*** Text shown Section Begins ***
NEW YORK (GenomeWeb) – An exome-sequencing study has linked variants in TCF12 to a more aggressive form of the relatively rare brain cancer anaplastic oligodendrogliomas.
Researchers from the UK's Institute of Cancer Research and elsewhere performed whole-exome sequencing on 51 anaplastic oligodendrogliomas and matched germline samples. As they reported today in Nature Communications, the investigators identified known somatic mutations associated with the disease like the hallmark IDH and 1p/19q co-deletions, but also recurrent mutations in the oligodendrocyte-related transcription factor TCF12.
"Our in-depth study has set out many of the genetic defects that cause this rare, but highly aggressive form of brain cancer — including identifying a gene mutation that appears in particularly fast-growing forms," senior author Richard Houlston from the ICR in London said in a statement.
Houlston and his colleagues performed whole-genome sequencing on 51 anaplastic oligodendroglioma tumors, targeting more than 318,000 exons in 18,900 genes.
In this study, the researchers divvied the tumors up based on whether they contained IDH mutations and 1p/19q co-deletions; IDH mutations, but not 1p/19q co-deletions; or were wild-type IDH.
Using MutSigCV, they homed in on genes with more non-synonymous mutations than would be expected by chance in each of the tumor subtypes.
These included mutations not only in IDH1 and IDH2, but also in the tumor suppressors FUBP1 and CIC, located on chromosomes 1p and 19q, respectively. These mutations, the researchers noted, had been previously reported in the context of 1p/19q co-deletions.
In addition, the researchers uncovered significant mutations in TCF12, which encodes the basic helix-loop-helix transcription factor 12 and mediates transcription by forming homodimers or heterodimers with other bHLH transcription factors. Heterozygous TCF12 were found in five of the 46 IDH-mutated, 1p/19q co-deletion samples.
The Cancer Genome Atlas low-grade glioma dataset — reported on yesterday in the New England Journal of Medicine — included exome data from 43 additional oligodendrogliomas, two of which harbored a TCF12 mutation. There, too, the researchers noted the TCF12 mutations were restricted to IDH-1p/19q co-deletion tumors.
In a combined analysis, the researchers found that mutations in PI3KCA, NOTCH1, and TP53 were also overrepresented, among others.
Further, a gene ontology analysis revealed that the most significantly altered pathways were associated with the tricarboxylic acid cycle and isocitrate metabolism, which they noted is consistent with the presence of IDH mutations.
The researchers validated the presence of TCF12 mutations in a further set of 83 anaplastic oligodendrogliomas, finding it in five additional tumors.
*** Text shown Section Ends ***
> **Questions to answer**
[A] Answer these questions using the article on TCF12 and anaplastic oligodendrogliomas, one line per answer marked (i), (ii), (iii).
(i) How many additional oligodendrogliomas did the Cancer Genome Atlas low-grade glioma dataset include exome data from, and how many of them harbored a TCF12 mutation?
(ii) In how many further anaplastic oligodendrogliomas were TCF12 mutations validated, and in how many additional tumors were they found?
(iii) Which pathways did the gene ontology analysis find to be the most significantly altered?
[B] Reproduce everything in the TCF12 article from "In addition, the" down to "overrepresented, among others.", word for word.
*** Provided information Section Begins ***
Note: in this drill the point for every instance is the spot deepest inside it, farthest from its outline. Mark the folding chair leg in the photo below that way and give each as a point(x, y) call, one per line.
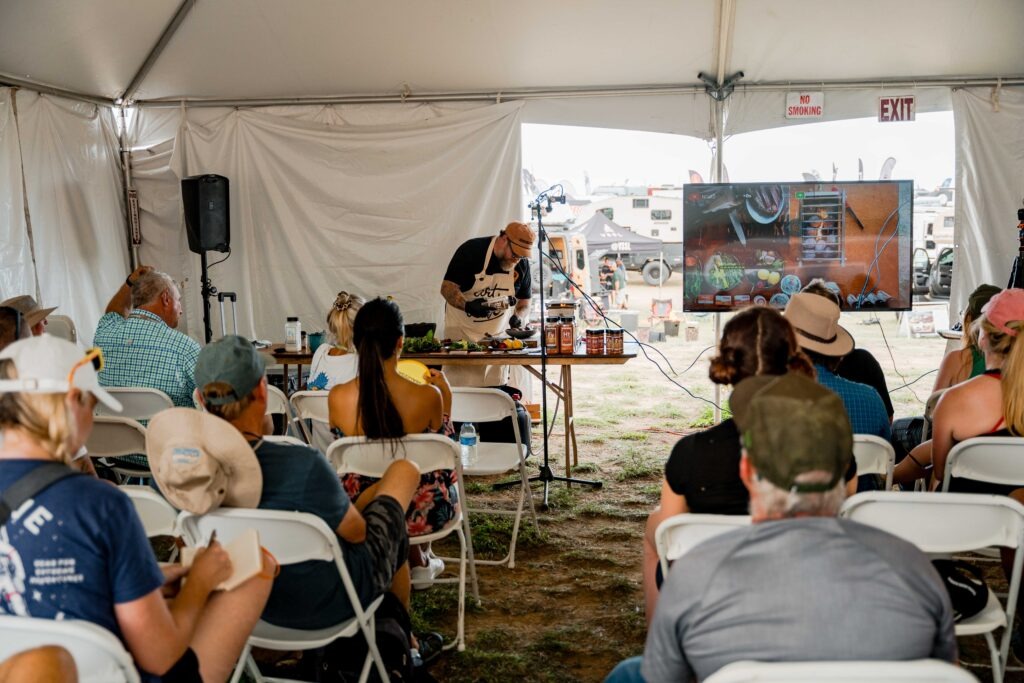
*** Provided information Section Ends ***
*** Provided information Section Begins ***
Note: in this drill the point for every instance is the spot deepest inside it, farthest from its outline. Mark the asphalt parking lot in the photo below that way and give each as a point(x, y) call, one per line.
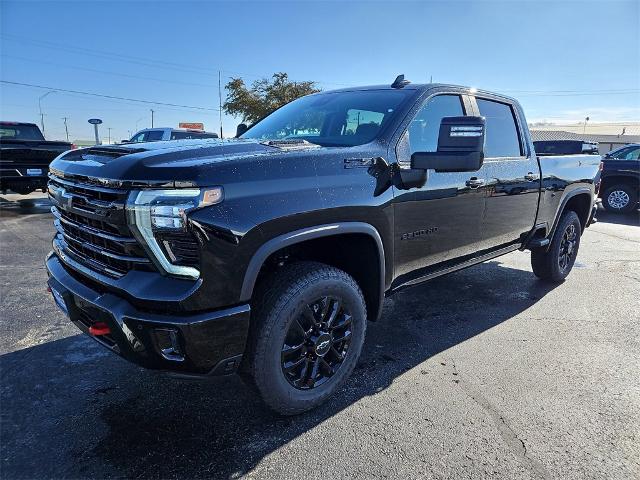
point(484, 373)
*** Provided information Section Ends ***
> **Response list**
[A]
(i) 43 additional oligodendrogliomas, two of which harbored a TCF12 mutation.
(ii) 83 anaplastic oligodendrogliomas, with TCF12 mutations found in five additional tumors.
(iii) Pathways associated with the tricarboxylic acid cycle and isocitrate metabolism.

[B]
In addition, the researchers uncovered significant mutations in TCF12, which encodes the basic helix-loop-helix transcription factor 12 and mediates transcription by forming homodimers or heterodimers with other bHLH transcription factors. Heterozygous TCF12 were found in five of the 46 IDH-mutated, 1p/19q co-deletion samples.
The Cancer Genome Atlas low-grade glioma dataset — reported on yesterday in the New England Journal of Medicine — included exome data from 43 additional oligodendrogliomas, two of which harbored a TCF12 mutation. There, too, the researchers noted the TCF12 mutations were restricted to IDH-1p/19q co-deletion tumors.
In a combined analysis, the researchers found that mutations in PI3KCA, NOTCH1, and TP53 were also overrepresented, among others.